[Records from a data source]
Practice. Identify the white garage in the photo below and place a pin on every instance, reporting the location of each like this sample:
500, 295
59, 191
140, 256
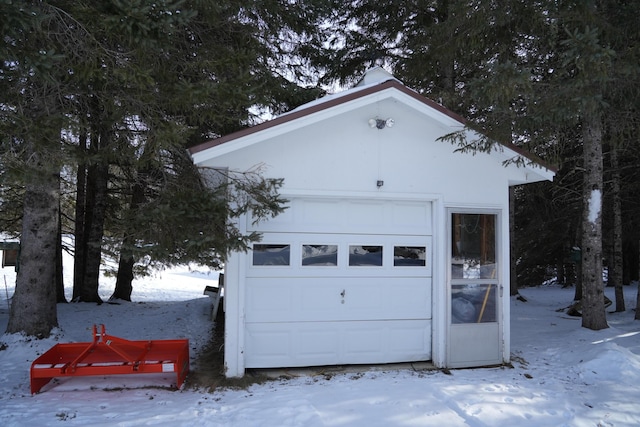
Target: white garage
393, 248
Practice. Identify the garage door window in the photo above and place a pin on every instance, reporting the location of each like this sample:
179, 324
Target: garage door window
320, 255
409, 256
271, 254
365, 255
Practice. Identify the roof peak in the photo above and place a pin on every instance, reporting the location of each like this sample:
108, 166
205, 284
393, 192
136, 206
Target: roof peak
375, 75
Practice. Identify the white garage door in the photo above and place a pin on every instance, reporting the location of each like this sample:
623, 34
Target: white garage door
338, 281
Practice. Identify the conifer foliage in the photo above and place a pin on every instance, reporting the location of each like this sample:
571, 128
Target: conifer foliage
103, 98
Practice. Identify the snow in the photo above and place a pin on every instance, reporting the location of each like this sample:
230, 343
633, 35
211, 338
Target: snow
562, 374
595, 204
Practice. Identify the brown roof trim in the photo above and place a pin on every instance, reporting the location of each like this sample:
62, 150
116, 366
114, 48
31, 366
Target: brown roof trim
391, 83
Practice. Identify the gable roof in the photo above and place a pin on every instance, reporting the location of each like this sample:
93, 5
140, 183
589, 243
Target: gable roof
375, 81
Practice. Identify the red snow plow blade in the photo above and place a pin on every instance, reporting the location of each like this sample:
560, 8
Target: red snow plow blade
109, 355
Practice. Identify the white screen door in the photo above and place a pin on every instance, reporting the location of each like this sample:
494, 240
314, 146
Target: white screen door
474, 330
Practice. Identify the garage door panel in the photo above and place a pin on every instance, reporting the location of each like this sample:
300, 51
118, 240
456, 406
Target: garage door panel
289, 299
322, 343
350, 216
354, 287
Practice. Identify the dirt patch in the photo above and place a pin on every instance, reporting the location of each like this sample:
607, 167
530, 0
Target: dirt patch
208, 370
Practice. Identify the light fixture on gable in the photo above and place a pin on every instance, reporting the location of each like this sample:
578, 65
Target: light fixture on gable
381, 123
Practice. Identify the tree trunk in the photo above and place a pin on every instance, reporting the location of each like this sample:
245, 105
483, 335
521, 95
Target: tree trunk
593, 310
637, 315
60, 297
513, 277
79, 258
124, 280
33, 306
92, 222
97, 180
615, 264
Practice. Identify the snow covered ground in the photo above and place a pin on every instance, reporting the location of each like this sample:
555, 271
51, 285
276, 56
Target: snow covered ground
562, 375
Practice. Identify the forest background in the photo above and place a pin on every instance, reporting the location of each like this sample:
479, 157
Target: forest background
100, 101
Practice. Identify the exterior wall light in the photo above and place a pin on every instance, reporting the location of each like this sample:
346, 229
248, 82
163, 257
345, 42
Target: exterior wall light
381, 123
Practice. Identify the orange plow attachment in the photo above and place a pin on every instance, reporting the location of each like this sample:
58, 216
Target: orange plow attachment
109, 355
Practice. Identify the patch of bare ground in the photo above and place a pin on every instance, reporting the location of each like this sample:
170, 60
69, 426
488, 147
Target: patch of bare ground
208, 370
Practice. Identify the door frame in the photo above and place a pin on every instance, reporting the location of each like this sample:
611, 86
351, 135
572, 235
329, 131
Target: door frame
488, 336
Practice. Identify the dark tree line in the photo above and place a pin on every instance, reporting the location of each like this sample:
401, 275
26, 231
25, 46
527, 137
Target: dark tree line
559, 78
101, 100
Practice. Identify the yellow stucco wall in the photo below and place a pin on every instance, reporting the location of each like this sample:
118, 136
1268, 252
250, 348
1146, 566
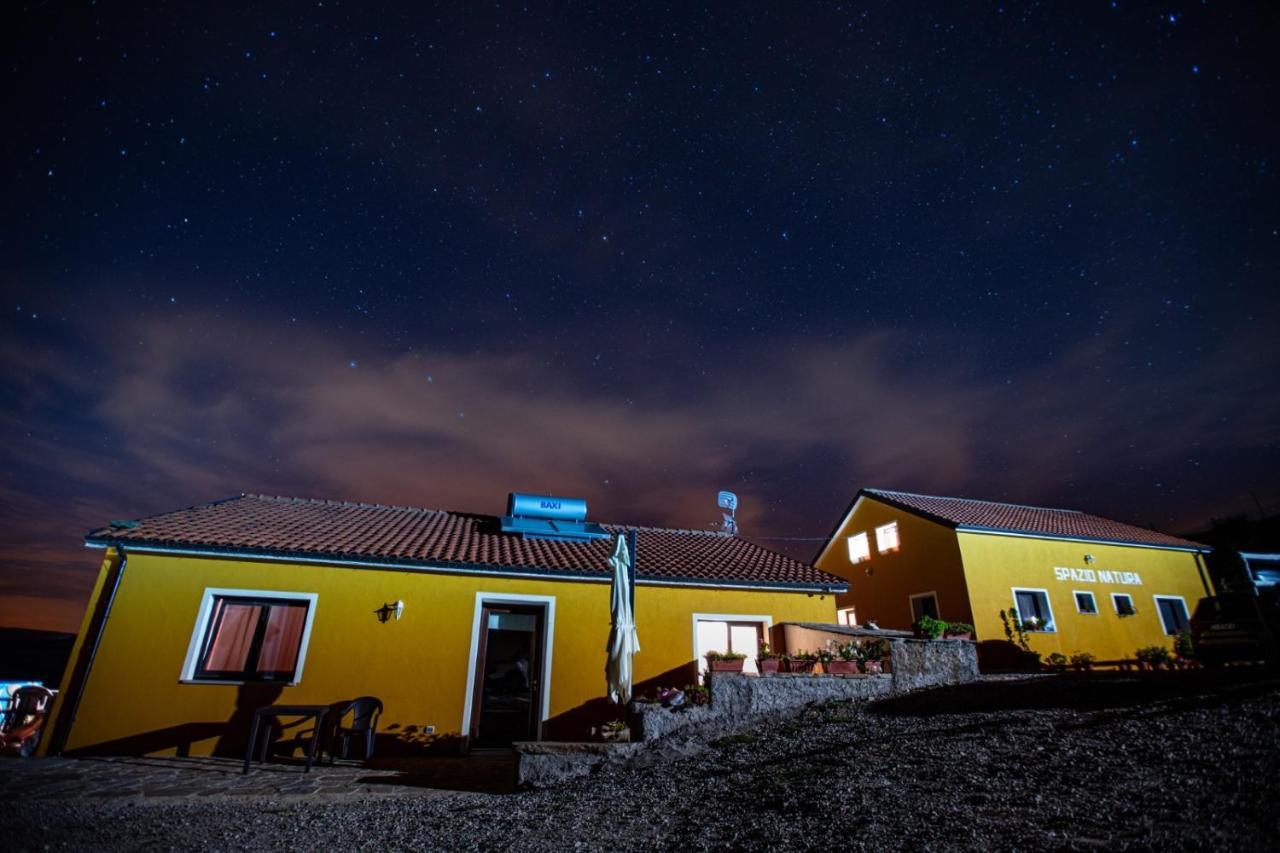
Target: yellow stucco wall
417, 666
927, 560
995, 565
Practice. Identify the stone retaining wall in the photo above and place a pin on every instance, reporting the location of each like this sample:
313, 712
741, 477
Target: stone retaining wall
737, 701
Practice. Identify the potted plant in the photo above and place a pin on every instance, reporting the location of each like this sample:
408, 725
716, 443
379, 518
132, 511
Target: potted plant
1152, 657
725, 661
1184, 649
842, 660
928, 628
873, 657
1082, 661
1015, 630
801, 662
768, 660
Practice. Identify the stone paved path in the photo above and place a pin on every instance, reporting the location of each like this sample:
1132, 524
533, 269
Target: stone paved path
220, 778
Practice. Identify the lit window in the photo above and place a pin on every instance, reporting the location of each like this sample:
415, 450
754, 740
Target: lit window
1033, 610
886, 537
859, 548
246, 637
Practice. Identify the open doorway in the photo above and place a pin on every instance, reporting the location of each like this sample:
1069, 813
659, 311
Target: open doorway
508, 682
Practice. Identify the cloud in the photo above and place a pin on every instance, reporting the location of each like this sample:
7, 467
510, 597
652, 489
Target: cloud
177, 413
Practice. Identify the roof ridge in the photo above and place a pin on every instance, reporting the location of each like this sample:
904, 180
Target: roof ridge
949, 497
286, 498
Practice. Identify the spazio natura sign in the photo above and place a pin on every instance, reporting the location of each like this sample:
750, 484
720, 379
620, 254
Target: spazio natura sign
1098, 576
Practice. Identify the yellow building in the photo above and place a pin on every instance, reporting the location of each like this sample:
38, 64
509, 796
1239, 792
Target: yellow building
470, 629
1083, 583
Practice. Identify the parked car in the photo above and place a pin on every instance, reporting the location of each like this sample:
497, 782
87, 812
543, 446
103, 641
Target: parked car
1235, 626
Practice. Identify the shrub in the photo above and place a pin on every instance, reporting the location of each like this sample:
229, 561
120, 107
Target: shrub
1082, 660
848, 651
725, 656
929, 628
872, 649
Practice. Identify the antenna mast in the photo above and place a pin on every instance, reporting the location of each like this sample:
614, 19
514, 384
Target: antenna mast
727, 502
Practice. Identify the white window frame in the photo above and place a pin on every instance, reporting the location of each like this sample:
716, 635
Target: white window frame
1160, 614
1092, 597
483, 598
1133, 605
897, 538
867, 542
766, 621
205, 612
1048, 605
933, 594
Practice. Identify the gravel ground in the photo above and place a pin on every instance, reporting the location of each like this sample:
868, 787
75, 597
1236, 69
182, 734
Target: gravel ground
1179, 761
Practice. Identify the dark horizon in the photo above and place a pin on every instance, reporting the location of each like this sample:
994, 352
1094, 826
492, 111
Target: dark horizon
635, 255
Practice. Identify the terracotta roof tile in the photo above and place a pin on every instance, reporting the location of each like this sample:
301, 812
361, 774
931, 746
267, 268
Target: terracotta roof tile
259, 524
1031, 520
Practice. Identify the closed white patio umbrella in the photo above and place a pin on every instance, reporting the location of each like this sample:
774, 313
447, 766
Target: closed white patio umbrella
624, 642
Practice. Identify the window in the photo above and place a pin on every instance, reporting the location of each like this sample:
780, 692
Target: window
886, 537
1173, 614
740, 634
1086, 603
924, 605
1033, 610
243, 635
859, 548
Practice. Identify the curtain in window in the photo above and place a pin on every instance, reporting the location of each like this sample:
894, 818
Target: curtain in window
233, 635
282, 638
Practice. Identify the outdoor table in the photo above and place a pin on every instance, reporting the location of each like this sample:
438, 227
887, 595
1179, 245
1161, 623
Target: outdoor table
304, 711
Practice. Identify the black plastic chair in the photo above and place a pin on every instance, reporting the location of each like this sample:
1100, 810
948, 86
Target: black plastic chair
364, 714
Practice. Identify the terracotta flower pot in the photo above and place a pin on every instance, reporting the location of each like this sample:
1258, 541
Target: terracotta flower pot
726, 666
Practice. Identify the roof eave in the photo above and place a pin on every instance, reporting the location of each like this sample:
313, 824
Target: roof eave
444, 566
1028, 534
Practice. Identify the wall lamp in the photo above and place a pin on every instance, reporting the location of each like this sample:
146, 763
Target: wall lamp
387, 611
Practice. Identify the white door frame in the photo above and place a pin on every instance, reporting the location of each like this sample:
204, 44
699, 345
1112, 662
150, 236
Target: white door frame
483, 598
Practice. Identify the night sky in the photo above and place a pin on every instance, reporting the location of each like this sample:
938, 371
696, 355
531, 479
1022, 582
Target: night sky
634, 254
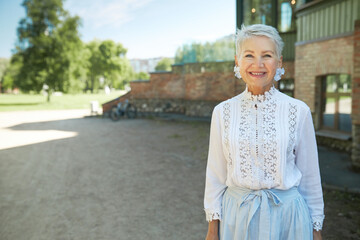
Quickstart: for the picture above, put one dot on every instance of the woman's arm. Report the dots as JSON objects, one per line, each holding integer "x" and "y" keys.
{"x": 213, "y": 230}
{"x": 317, "y": 235}
{"x": 215, "y": 170}
{"x": 308, "y": 163}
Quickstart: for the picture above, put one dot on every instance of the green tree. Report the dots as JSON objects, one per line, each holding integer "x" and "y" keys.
{"x": 4, "y": 65}
{"x": 164, "y": 64}
{"x": 107, "y": 61}
{"x": 11, "y": 72}
{"x": 50, "y": 48}
{"x": 142, "y": 76}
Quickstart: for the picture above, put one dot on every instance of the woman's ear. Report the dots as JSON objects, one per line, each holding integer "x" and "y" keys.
{"x": 280, "y": 62}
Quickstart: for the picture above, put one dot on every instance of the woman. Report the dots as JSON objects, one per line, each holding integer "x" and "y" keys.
{"x": 262, "y": 176}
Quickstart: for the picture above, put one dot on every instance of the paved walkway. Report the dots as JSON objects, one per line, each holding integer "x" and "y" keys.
{"x": 63, "y": 176}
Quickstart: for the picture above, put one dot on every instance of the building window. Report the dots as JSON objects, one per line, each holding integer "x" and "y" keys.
{"x": 302, "y": 2}
{"x": 336, "y": 102}
{"x": 257, "y": 12}
{"x": 286, "y": 16}
{"x": 287, "y": 86}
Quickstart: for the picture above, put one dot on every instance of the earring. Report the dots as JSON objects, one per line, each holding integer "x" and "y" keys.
{"x": 279, "y": 72}
{"x": 237, "y": 72}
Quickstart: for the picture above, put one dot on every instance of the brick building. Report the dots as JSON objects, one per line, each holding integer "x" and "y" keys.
{"x": 321, "y": 60}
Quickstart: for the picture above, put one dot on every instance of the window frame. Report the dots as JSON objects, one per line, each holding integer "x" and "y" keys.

(TASK DESCRIPTION) Beginning at the line containing "of the woman.", repeat each line exactly through the last line of the entries, and include no other lines.

(EXPECTED ANSWER)
Quickstart: for the picture above, put one dot on every instance of the woman. Report the dots as JSON objects, one per line, each holding integer "x" and "y" keys.
{"x": 262, "y": 176}
Quickstart: for the picture above, put one dot on every instance of the paved walkway. Report the dots as JSON objects, one per line, each holding integer "x" and "y" keys.
{"x": 63, "y": 176}
Quickstart: for the picture above, put one dot on every instance of the building window. Report the dots as JSON objects, one per line, each holding integer "x" and "y" keys.
{"x": 302, "y": 2}
{"x": 336, "y": 102}
{"x": 257, "y": 12}
{"x": 286, "y": 16}
{"x": 287, "y": 86}
Quickstart: for the picture above, put one dot on every instance of the earring. Report the dots as JSON objects, one per line, each holding integer "x" and "y" keys.
{"x": 279, "y": 72}
{"x": 237, "y": 72}
Quickstart: for the picture above, put one dot on every instance of the brick building. Report the dots as JSON objects, one per line, each holding integer "x" and "y" keys.
{"x": 321, "y": 60}
Quickstart: for the picture above, put one dot on every instance of the window frame. Report the dots as JSON objects, one per line, each holding integer "x" and "y" keys.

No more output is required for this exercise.